## Data shown
--- start ---
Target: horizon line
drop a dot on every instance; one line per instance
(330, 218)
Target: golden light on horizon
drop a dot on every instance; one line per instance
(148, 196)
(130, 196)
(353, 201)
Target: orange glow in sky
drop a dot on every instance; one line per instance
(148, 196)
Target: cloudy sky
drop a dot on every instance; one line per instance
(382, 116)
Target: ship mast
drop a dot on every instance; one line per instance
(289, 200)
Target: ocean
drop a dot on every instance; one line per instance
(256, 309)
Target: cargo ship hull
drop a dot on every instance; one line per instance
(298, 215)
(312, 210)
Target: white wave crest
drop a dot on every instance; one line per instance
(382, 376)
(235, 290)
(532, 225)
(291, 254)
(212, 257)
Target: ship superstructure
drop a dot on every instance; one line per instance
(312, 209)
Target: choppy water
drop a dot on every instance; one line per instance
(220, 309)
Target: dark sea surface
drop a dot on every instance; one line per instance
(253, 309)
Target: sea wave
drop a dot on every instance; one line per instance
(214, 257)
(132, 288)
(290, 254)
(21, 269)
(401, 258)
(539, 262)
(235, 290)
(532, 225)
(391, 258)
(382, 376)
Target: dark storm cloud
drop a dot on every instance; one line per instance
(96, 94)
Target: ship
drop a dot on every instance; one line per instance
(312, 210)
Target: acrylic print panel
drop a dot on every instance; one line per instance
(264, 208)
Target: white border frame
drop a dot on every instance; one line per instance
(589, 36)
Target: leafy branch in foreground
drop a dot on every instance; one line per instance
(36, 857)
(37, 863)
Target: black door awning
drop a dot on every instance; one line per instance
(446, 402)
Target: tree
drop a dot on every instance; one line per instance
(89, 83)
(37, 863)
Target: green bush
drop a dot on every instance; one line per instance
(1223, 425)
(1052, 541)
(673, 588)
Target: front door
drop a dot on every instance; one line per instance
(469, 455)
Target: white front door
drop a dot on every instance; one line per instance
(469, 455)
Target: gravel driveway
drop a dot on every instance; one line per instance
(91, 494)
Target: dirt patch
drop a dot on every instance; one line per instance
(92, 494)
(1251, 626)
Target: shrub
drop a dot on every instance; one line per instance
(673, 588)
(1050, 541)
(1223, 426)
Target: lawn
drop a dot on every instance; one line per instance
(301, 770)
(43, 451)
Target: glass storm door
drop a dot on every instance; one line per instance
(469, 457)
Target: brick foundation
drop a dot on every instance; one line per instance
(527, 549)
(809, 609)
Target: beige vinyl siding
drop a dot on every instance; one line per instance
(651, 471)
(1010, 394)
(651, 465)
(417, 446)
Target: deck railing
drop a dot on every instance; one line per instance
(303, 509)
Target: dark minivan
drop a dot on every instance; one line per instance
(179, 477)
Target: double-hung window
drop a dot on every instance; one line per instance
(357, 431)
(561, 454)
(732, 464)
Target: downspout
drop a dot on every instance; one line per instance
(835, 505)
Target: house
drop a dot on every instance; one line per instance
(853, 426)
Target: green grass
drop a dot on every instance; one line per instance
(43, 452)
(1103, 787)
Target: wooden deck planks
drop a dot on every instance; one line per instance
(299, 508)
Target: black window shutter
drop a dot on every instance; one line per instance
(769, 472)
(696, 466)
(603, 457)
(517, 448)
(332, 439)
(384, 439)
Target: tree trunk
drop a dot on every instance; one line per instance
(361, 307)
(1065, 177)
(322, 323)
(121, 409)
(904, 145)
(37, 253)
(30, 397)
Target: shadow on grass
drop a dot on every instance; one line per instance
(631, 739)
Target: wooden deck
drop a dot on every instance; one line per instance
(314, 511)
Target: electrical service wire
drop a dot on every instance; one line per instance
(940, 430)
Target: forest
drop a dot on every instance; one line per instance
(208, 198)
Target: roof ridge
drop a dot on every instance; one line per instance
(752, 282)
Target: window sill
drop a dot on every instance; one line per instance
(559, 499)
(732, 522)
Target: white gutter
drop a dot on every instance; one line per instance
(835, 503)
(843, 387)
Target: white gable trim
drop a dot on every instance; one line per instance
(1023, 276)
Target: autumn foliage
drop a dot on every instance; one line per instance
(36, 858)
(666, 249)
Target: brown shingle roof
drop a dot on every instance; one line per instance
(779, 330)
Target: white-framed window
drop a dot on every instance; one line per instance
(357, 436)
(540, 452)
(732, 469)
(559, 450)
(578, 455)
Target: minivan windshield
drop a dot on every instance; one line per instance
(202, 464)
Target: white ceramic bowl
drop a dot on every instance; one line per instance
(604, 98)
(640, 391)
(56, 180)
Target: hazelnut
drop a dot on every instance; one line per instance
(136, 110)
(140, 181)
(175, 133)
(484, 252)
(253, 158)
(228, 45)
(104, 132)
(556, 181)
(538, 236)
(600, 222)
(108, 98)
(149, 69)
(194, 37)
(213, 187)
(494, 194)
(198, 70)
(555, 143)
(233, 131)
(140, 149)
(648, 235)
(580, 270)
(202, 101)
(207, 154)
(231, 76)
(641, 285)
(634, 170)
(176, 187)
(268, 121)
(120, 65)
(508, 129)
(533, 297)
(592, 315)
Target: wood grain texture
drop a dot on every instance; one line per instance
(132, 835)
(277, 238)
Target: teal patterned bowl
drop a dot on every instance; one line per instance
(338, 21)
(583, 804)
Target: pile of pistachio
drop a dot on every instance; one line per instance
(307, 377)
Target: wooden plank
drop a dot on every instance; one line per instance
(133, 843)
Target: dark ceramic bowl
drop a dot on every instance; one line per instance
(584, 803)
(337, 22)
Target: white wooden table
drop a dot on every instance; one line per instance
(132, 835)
--- end ---
Take the line with "Target: electrical service wire" and all lines after it through the end of the records, and write them out exactly; include nothing else.

Target: electrical service wire
drop a dot on every instance; one line per instance
(940, 430)
Target: forest
drop a dot on every instance; one line per instance
(208, 198)
Target: roof ridge
drop a dot on every instance; one line per instance
(752, 282)
Target: window sill
drop a dot on every instance; one line per instance
(559, 499)
(732, 522)
Target: white gutter
drop a dot on every instance; one line per instance
(835, 503)
(843, 387)
Target: white gable trim
drop a dot on every instance; one line per instance
(1023, 276)
Target: autumn foliage
drop a dot on every instance; one line per instance
(36, 858)
(666, 249)
Target: brown shingle roof
drop a dot on every instance; one line per instance
(779, 330)
Target: white-framed window
drop a dot on every instance; one line per instance
(357, 436)
(540, 452)
(732, 469)
(559, 450)
(578, 455)
Target: minivan windshield
drop a dot on every instance; one line per instance
(202, 464)
Target: white ceramic bowl
drop a dot on every instance; one line per instance
(604, 98)
(640, 391)
(56, 180)
Target: hazelnut
drop a dot on every instance; one line per instance
(136, 110)
(140, 181)
(175, 133)
(484, 252)
(253, 158)
(228, 45)
(104, 132)
(556, 181)
(538, 236)
(600, 222)
(108, 98)
(149, 69)
(194, 37)
(213, 187)
(494, 194)
(198, 70)
(555, 143)
(233, 131)
(140, 149)
(648, 235)
(580, 270)
(202, 101)
(207, 154)
(231, 76)
(641, 285)
(634, 170)
(176, 187)
(268, 121)
(120, 65)
(508, 129)
(533, 297)
(592, 315)
Target: wood grain texture
drop a dot on every instance; one line per instance
(132, 835)
(277, 238)
Target: teal patterned bowl
drop a dot on every instance; one line per instance
(338, 21)
(583, 804)
Target: pile of pistachio
drop a dot on every instance; one line per instance
(307, 377)
Target: wooden plank
drop a dot on every instance; one line per instance
(133, 843)
Target: dark ceramic bowl
drop a dot on every instance; one line per instance
(584, 803)
(337, 22)
Target: white wooden table
drop a dot on every instance; one line per instance
(132, 835)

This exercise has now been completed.